Provided material:
▬▬▬

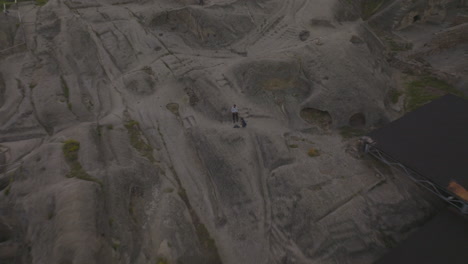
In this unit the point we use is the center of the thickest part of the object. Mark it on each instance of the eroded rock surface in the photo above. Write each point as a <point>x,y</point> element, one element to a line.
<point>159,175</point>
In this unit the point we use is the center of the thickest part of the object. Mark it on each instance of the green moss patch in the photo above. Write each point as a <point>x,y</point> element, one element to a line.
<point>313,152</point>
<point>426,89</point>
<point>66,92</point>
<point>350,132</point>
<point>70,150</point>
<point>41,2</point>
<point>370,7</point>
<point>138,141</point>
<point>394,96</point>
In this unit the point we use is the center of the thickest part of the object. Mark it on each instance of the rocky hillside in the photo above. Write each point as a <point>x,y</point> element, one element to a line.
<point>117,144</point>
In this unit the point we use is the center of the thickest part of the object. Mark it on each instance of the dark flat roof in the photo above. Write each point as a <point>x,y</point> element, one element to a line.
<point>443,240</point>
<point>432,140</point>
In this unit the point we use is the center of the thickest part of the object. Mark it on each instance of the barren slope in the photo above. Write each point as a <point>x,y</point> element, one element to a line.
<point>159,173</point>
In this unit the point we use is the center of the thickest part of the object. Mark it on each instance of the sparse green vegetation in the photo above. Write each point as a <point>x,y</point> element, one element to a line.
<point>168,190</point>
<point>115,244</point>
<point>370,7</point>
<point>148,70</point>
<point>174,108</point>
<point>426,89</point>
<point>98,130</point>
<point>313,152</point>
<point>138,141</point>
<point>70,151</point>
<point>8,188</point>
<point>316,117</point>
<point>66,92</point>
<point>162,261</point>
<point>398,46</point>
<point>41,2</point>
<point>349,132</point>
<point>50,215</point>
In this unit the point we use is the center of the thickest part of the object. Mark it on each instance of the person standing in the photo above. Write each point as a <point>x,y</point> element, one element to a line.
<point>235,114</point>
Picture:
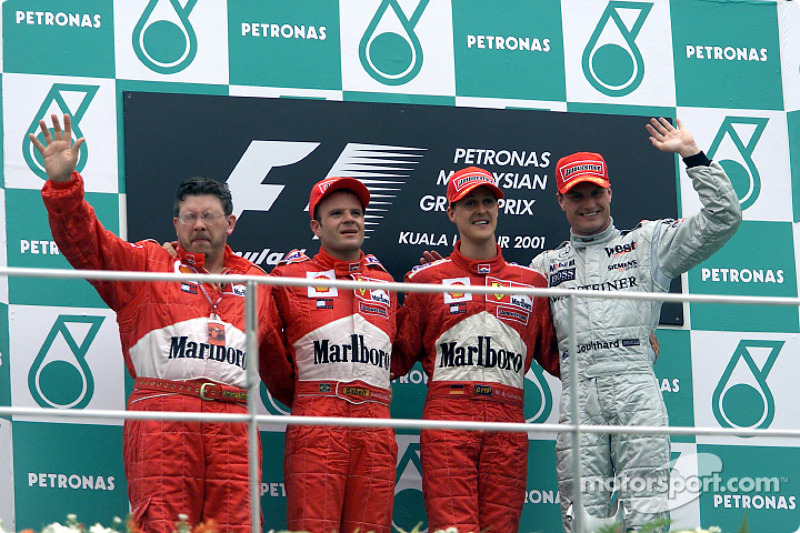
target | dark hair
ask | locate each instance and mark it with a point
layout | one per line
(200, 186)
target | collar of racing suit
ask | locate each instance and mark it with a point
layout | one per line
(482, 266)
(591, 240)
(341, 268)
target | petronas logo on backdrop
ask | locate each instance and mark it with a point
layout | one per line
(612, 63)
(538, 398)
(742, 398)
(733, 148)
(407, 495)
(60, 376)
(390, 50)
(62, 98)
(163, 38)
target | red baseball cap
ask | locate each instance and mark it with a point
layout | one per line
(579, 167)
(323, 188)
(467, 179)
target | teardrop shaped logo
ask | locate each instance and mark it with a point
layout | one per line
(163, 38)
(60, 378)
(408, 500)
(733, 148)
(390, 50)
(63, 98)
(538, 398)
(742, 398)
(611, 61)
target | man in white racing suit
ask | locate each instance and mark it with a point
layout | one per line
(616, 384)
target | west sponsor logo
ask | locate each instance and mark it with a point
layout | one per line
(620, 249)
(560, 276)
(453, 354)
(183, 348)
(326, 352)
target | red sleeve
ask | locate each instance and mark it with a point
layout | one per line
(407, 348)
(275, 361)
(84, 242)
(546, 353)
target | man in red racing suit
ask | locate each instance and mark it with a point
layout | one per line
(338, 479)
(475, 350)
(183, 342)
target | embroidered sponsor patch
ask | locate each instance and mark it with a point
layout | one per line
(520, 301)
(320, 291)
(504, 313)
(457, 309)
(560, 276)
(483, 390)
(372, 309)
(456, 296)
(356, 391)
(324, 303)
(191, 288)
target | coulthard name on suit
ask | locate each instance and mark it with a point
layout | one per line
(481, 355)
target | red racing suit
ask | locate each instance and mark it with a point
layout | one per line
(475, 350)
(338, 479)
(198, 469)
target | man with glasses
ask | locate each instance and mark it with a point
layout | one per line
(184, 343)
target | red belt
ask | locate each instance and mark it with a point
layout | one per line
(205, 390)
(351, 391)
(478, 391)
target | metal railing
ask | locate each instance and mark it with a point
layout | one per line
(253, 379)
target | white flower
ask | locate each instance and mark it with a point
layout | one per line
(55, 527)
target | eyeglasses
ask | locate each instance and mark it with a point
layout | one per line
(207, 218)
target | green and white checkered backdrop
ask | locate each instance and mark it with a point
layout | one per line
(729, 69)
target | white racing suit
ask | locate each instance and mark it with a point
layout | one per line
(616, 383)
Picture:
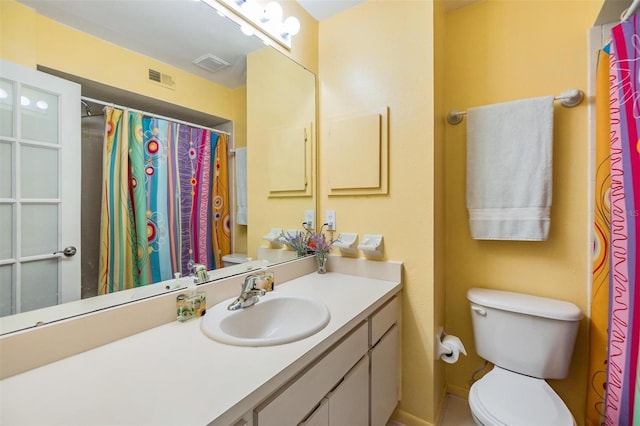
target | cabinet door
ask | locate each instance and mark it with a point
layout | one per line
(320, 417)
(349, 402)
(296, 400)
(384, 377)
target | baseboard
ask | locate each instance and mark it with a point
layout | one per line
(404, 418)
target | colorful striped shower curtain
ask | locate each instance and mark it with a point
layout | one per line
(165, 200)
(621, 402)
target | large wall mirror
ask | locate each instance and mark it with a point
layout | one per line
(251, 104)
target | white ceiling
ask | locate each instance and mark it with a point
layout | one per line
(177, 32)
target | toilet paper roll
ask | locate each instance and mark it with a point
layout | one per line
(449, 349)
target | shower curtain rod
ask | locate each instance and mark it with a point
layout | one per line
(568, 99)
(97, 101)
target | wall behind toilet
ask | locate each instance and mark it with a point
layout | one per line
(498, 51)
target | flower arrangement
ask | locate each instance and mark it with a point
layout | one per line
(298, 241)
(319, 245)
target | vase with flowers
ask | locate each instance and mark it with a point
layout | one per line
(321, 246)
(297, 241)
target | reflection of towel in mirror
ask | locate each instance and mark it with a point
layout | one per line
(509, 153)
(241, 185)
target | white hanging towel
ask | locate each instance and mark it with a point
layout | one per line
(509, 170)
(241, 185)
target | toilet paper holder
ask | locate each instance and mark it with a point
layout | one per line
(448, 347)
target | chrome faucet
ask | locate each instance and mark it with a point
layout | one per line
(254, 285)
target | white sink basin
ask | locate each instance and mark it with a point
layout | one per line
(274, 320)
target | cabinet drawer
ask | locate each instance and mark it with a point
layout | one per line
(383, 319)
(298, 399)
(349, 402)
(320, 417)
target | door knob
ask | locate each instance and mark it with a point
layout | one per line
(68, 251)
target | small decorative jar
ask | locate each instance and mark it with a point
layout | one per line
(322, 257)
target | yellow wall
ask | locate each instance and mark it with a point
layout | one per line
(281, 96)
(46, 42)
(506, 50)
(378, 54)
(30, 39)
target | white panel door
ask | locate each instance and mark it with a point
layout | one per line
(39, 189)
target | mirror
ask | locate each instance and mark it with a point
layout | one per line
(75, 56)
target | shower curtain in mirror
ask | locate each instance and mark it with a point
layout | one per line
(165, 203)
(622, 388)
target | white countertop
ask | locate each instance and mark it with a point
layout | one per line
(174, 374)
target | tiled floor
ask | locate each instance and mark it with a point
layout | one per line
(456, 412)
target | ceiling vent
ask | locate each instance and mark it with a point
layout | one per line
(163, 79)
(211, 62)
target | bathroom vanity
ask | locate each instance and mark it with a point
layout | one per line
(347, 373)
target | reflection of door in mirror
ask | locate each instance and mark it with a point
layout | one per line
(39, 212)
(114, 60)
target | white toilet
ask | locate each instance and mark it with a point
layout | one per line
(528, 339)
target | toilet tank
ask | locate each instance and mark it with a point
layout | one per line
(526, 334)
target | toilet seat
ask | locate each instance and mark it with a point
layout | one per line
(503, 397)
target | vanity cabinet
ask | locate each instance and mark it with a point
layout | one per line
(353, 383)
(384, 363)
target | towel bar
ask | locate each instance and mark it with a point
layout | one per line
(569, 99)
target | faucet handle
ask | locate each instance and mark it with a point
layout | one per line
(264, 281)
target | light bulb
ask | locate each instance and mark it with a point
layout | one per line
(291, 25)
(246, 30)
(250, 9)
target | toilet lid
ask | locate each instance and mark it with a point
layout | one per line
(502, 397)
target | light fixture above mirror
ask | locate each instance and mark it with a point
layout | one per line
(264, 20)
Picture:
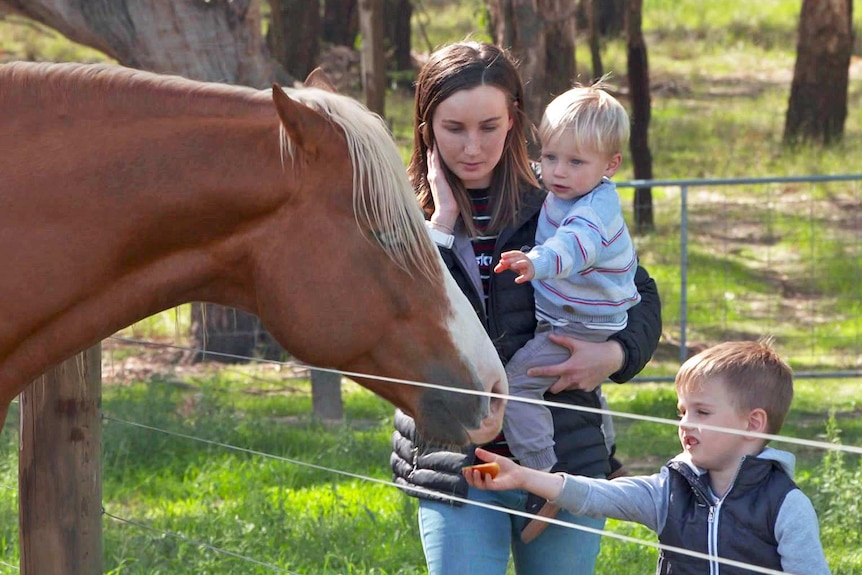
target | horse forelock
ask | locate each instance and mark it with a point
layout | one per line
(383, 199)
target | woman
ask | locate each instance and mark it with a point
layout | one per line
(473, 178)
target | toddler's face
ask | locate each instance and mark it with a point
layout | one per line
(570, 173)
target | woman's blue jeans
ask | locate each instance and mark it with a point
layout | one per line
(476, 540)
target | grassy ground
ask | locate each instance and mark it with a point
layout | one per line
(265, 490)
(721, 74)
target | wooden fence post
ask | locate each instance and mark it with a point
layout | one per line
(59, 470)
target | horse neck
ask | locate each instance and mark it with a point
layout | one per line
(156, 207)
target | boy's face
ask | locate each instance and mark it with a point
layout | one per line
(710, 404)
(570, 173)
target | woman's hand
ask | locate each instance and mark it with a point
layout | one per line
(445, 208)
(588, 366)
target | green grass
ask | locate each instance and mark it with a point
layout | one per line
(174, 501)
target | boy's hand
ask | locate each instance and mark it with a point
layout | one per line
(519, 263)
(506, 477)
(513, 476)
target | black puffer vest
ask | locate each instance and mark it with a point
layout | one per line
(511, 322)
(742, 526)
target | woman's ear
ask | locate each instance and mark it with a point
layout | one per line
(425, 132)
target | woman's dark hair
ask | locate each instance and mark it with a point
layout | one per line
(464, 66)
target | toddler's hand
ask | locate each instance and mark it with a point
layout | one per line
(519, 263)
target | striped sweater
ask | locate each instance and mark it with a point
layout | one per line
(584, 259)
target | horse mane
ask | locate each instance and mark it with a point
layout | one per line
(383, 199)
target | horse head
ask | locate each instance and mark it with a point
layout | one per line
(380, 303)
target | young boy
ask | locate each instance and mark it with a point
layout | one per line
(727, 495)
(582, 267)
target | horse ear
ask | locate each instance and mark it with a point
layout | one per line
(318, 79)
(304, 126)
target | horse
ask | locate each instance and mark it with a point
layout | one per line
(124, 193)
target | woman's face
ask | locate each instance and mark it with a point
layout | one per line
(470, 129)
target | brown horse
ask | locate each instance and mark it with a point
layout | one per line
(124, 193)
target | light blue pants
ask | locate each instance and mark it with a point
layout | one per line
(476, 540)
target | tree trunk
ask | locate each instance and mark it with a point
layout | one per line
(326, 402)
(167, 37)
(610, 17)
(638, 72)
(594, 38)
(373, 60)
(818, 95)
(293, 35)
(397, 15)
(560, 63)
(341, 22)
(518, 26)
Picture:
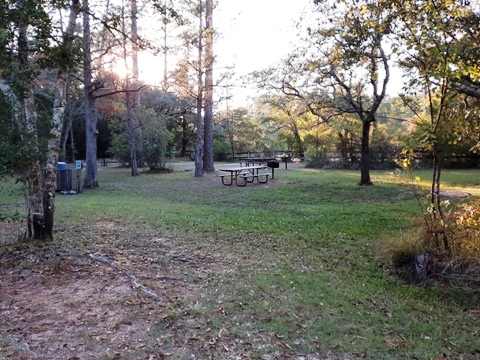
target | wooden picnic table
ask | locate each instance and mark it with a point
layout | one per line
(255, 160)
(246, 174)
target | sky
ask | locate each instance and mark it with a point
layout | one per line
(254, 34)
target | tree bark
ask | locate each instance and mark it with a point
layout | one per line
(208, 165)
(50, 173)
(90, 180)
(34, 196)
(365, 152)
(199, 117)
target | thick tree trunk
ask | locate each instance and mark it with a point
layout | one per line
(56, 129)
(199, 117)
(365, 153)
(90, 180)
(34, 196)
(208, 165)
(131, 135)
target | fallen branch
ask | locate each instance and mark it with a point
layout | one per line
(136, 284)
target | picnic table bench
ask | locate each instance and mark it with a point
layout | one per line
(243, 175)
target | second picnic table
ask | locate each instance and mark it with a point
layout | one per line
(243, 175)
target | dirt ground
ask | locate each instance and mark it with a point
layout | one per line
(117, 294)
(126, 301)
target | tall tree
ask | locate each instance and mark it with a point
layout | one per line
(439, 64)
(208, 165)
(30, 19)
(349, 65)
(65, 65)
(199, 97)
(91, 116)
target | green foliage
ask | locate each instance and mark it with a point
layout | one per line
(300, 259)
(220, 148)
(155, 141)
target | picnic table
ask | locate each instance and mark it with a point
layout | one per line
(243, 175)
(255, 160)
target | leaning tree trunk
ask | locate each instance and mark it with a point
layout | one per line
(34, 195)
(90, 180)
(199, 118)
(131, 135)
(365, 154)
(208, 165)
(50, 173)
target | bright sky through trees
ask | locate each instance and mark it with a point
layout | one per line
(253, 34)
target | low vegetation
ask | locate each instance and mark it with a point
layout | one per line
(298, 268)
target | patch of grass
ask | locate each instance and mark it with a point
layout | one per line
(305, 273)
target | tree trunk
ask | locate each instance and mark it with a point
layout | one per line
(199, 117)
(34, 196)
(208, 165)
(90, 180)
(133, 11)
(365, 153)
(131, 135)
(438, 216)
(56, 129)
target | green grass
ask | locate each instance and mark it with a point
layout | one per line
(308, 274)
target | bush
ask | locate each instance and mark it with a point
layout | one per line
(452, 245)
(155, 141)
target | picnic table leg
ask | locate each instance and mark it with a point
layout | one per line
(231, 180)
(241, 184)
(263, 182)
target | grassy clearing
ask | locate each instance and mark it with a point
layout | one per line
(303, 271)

▬▬▬

Work required: Consider the entries above and return each line with the string "hair".

Your solution:
target | dark hair
target | woman's dark hair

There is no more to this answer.